**STATED GOAL**
Extract each line of the material that follows exactly and omit its pictures.
____ RECORDS SUPPLIED
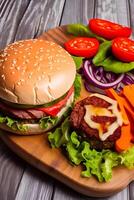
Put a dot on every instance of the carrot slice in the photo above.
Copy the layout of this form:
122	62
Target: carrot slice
128	92
124	142
111	93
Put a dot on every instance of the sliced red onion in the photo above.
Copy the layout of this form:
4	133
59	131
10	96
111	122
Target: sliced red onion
103	83
128	79
93	89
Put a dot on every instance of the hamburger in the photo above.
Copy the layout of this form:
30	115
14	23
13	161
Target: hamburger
36	86
99	120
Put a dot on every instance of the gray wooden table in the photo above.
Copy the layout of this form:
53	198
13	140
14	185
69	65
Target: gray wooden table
20	19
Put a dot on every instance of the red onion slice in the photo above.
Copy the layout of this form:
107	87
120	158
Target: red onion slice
89	74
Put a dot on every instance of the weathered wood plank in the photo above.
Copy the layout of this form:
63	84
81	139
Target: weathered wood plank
11	13
35	186
11	171
39	17
78	11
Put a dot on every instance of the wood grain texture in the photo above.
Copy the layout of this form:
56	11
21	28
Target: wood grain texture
36	150
35	185
11	171
77	11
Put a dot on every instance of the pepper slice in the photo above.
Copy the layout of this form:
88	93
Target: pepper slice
107	29
82	46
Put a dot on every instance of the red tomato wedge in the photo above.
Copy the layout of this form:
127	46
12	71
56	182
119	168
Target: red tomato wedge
54	109
82	46
108	30
123	49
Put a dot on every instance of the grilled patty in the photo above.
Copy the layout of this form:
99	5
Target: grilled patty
78	122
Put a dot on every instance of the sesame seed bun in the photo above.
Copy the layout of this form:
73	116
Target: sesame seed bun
35	72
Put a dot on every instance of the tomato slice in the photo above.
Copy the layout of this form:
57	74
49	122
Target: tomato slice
82	46
123	49
108	30
54	109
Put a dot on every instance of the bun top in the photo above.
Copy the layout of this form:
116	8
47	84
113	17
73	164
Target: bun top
35	72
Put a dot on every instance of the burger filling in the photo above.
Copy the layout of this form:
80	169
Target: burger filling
16	118
99	119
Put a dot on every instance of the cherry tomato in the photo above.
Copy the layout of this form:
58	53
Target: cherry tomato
123	49
82	46
54	109
108	30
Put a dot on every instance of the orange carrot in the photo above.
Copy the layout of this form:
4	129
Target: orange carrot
128	107
111	93
128	92
124	142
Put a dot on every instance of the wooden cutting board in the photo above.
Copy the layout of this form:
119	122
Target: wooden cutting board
36	151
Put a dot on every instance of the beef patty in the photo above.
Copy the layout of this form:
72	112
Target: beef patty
90	134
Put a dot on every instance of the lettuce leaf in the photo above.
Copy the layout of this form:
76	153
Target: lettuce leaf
128	158
78	61
99	164
77	86
13	123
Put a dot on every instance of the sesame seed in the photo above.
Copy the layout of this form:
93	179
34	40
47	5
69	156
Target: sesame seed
18	83
39	78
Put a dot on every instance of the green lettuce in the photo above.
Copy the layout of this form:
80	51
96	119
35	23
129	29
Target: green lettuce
78	61
96	163
128	158
13	123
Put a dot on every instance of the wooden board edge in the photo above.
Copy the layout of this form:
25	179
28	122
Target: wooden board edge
55	174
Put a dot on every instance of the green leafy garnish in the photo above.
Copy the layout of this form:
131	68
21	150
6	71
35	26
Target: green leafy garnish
99	164
13	123
77	86
78	61
82	31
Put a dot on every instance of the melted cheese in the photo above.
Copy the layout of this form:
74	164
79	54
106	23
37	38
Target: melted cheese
111	111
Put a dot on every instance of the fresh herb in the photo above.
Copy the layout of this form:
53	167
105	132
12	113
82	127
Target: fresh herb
82	31
99	164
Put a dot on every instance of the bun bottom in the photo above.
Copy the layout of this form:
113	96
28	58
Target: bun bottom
________
**RESULT FOR THIS TASK**
Put a dot on every instance of the carrot slice in the photo above.
Copy the layout of this form:
122	62
Target: carrot slice
128	92
124	142
111	93
Put a dot on every instance of the sliced red onion in the photo above.
Copy the layout of this form:
4	133
59	131
10	96
111	122
Target: sliced red onion
103	83
128	79
93	89
Put a dot on every instance of the hamburger in the photo above.
Copy the layout of this form:
30	115
14	23
13	161
Target: hamburger
36	86
99	120
Put a dot on every instance of the gray wooden table in the photo above.
Copy the layout of this form:
53	198
13	140
14	185
69	65
Target: gray wooden table
20	19
Put a dot on every instance of the red onion slice in the photo above.
Copy the layout of this form:
107	87
120	158
Target: red onion slice
89	74
Put a dot on every instance of the weathered wood plank in the photo above.
Copy the layout of this form:
63	84
81	139
Target: weathered wood plank
11	13
35	186
11	171
39	17
78	11
Put a dot on every instance of the wood grain texture in the photo above.
Copy the layout of this form:
56	11
21	28
Target: wood grain texture
36	150
35	185
11	171
77	11
Put a dot on every instance of the pepper slice in the photo above.
Copy the layout of this form:
88	93
Target: pepper slice
107	29
82	46
Put a dot on every instance of the red tomato wedge in the photo above.
Copy the layout of this form:
127	46
12	71
56	182
119	168
Target: red tomato wedge
54	109
82	46
108	30
123	49
Put a dot on every instance of the grilled patty in the photo above.
Copy the layout of this form:
99	5
Target: grilled patty
78	122
Put a dot on every instance of the sesame seed bun in the photo above.
Copy the layout of this form:
73	116
Target: sesame seed bun
35	72
Put a dot on every instance of the tomato slice in the photo above.
Copy the layout of this form:
57	74
49	122
Target: tomato slice
82	46
123	49
108	30
54	109
Put a dot on every instance of the bun top in the photo above.
Copy the layout of this form:
116	8
47	84
113	17
73	164
Target: bun top
35	72
Put a dot on every instance of the burger filling in the photo above.
Copy the layout of this form:
80	169
Target: burger filling
16	118
99	119
Put a dot on every instance of the cherry tomato in the photo above.
Copy the layout of this form:
58	53
Target: cherry tomato
123	49
82	46
54	109
108	30
Put a dot on every instance of the orange carrot in the photo above.
Copy the layout of this form:
4	129
Target: orange carrot
128	107
111	93
128	92
124	142
Put a dot on every instance of the wooden cutting board in the photo above.
Copy the layout of this form:
119	122
Target: wooden cutting board
36	151
Put a dot on every instance of the beef patty in the photo above.
Copy the layout of this form:
72	112
Target: beef patty
90	134
Put a dot on every instance of the lettuce leaf in the photo above.
Copy the layout of this form:
76	153
Target: lettuce leaf
128	158
78	61
99	164
77	86
13	123
Put a dot on every instance of the sesame seed in the photo above.
Copy the layout of this form:
93	179
34	40
47	5
69	156
Target: sesame seed
18	83
39	78
Put a dot on every instance of the green lettuce in the photo above.
Copy the layout of this form:
80	51
96	119
35	23
129	29
Target: green lettuce
78	61
96	163
128	158
13	123
Put a dot on every instance of the wooden board edge in the photo above.
Copy the layout of this form:
25	179
28	122
Target: wooden board edge
55	174
Put a dot on every instance of the green leafy garnish in the photo above.
Copy the layout of this form:
131	68
21	150
6	71
35	26
Target: green leafy garnish
99	164
13	123
77	86
78	61
82	31
Put a dot on every instance of the melted cheese in the photo above.
Copy the layout of this form:
74	164
79	54
106	23
37	38
Target: melted cheese
111	111
Put a dot on every instance of the fresh herb in the photo above.
Copy the layout of this form:
53	167
105	132
12	113
82	127
Target: fresh herb
82	31
99	164
Put a dot on every instance of the bun bottom in the photo above.
Copy the layout of this form:
113	96
28	58
Target: bun bottom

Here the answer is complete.